- **Written exercise**
Reproduce the rows from the line holding "-- lua: locate the whitewall tire" through the end of the rows, inclusive, with "headlight" swapped for "taillight" and nothing else altered.

____________________

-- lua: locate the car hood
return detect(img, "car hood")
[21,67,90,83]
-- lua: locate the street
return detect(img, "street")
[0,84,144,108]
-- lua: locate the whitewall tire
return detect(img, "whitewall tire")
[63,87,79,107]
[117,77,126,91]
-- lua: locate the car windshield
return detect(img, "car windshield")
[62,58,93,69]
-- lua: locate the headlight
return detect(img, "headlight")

____________________

- **Answer to this problem**
-- lua: locate the whitewall tire
return detect(img, "whitewall tire")
[63,87,79,107]
[117,77,126,91]
-- lua: locate the car windshield
return detect(img, "car windshield")
[62,58,93,69]
-- lua: locate the taillight
return detect(img, "taillight")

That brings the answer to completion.